| Excerpted text |

━━━━━━

Harare - Zimbabwean learners are back in class after six months of new coronavirus-induced inactivity.
Those sitting for their ordinary and advanced level Cambridge examinations returned to class on September 14, while those writing the locally-administered Zimsec exams will follow on September 28.
The country has stuck to a cautious phased reopening, with Secretary for Primary and Secondary Education Mrs Thumisang Thabela saying the priority remained examination classes.
In July, South Africa reopened schools only to almost immediately close them again as cases of COVID-19 infection spiked.
It’s a lesson Zimbabwean authorities are drawing from in their phased reopening.
The country used the June public exams as a litmus test.
Cain Mathema, the country`s Primary and Secondary Education Minister, said not one of the 12,000 learners who sat for those exams contracted COVID-19.
The decision to reopen has - naturally - not been without resistance.
Technical Education lecturer at the University of Zimbabwe, Dr Peter Kwaira, reckons that all the ducks are simply not yet in a row.
“I would further suggest that we concede that 2020 is a lost year. The teaching environment needs to be safe, peaceful for both teacher and learner, and in the context of COVID-19, it will not be possible for this to happen, especially knowing that a spike in cases may force another closure, it is unfair on learners” Dr Kwaira said.
Kenya forfeited the 2020 academic year and has instead focused on preparing for a safe reopening.
Progressive TeachersUnion of Zimbabwe president Dr Takavafira Zhou insists the state should “test every child and staff member before we even think of reopening. That way we will have an idea of whether or not it is safe to reopen”.
Zimbabwe has 4,2 million children of school-going age and testing them would cost anything above US$60 million.

━━━━━━

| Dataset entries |
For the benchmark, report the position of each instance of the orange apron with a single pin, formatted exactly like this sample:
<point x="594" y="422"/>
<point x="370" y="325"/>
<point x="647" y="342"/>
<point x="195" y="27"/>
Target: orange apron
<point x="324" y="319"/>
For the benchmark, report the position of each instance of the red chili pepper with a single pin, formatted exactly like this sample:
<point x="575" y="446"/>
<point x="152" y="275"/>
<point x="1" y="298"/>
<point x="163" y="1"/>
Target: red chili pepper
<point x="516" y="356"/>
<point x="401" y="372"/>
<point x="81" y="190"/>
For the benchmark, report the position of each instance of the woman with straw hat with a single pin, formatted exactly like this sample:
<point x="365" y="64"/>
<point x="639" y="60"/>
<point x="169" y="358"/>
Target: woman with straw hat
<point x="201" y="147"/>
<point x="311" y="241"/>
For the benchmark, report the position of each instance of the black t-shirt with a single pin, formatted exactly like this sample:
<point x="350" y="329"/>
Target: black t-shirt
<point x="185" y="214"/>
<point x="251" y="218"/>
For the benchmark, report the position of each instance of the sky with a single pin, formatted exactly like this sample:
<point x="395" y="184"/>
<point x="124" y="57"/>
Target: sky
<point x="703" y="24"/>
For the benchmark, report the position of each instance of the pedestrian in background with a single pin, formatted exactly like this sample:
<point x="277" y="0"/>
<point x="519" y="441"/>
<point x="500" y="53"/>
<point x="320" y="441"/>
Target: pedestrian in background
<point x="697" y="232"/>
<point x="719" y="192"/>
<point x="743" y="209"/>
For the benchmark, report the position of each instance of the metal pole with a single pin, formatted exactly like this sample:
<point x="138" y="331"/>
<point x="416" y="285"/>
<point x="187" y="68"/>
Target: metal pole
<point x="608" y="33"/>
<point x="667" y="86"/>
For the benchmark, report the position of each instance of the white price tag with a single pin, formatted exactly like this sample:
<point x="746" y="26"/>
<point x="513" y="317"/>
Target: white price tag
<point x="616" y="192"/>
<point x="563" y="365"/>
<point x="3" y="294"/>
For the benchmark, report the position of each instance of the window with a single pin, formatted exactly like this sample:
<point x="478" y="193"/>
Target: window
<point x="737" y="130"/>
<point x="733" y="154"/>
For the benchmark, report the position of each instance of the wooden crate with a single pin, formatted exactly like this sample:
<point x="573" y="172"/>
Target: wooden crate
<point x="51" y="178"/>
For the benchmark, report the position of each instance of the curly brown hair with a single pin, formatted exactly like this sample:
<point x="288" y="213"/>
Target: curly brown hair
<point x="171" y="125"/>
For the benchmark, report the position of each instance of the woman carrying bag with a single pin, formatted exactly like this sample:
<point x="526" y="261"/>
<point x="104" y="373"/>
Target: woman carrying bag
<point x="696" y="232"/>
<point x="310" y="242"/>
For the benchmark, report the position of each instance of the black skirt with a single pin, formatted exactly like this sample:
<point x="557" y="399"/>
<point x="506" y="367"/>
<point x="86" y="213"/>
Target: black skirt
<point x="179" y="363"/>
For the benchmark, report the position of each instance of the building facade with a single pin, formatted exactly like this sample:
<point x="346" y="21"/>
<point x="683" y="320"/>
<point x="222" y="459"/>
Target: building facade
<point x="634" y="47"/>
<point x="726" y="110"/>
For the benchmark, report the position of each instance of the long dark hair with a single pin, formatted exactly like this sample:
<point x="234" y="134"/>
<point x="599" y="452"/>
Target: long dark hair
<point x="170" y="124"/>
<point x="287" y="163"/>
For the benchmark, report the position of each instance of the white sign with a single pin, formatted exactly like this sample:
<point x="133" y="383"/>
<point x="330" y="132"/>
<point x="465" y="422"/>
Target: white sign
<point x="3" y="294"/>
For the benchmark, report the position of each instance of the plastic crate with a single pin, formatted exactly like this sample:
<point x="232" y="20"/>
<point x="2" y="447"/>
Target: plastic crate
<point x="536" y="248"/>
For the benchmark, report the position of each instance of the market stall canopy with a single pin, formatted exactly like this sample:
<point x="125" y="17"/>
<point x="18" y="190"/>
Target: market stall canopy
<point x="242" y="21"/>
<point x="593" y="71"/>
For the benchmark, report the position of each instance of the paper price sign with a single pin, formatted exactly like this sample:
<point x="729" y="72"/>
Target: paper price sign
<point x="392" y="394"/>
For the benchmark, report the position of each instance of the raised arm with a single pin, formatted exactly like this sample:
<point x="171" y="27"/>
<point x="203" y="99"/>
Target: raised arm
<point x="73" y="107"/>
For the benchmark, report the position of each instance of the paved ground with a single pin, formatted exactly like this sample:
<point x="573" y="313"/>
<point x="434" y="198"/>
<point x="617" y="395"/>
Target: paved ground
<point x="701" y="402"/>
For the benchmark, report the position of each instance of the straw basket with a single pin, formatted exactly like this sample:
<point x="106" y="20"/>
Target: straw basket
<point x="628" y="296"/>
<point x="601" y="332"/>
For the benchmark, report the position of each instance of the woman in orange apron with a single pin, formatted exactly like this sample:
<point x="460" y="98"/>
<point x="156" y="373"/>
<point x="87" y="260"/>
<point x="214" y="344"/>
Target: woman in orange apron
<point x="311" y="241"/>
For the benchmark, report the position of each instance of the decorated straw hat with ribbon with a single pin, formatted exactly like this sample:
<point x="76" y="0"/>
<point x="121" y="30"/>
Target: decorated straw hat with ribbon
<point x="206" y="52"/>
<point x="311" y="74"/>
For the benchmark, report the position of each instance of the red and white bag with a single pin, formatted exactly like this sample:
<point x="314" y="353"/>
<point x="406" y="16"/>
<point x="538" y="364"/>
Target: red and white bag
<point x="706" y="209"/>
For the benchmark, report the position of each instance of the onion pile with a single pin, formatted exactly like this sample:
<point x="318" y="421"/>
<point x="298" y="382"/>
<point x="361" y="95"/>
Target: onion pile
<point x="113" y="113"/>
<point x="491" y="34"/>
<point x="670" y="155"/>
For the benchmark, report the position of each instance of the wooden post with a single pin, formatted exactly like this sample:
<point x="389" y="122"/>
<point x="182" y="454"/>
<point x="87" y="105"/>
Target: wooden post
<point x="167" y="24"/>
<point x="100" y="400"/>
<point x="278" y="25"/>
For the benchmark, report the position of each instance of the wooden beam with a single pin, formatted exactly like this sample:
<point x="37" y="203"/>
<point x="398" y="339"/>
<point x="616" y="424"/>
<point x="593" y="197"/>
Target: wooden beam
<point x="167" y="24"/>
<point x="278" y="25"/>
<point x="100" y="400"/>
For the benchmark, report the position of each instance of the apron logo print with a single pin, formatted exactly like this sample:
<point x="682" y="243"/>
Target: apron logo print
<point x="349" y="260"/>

━━━━━━

| What the task requires |
According to the article on Zimbabwe's school reopening, on what date did learners sitting their Cambridge examinations return to class?

| Response to the task |
September 14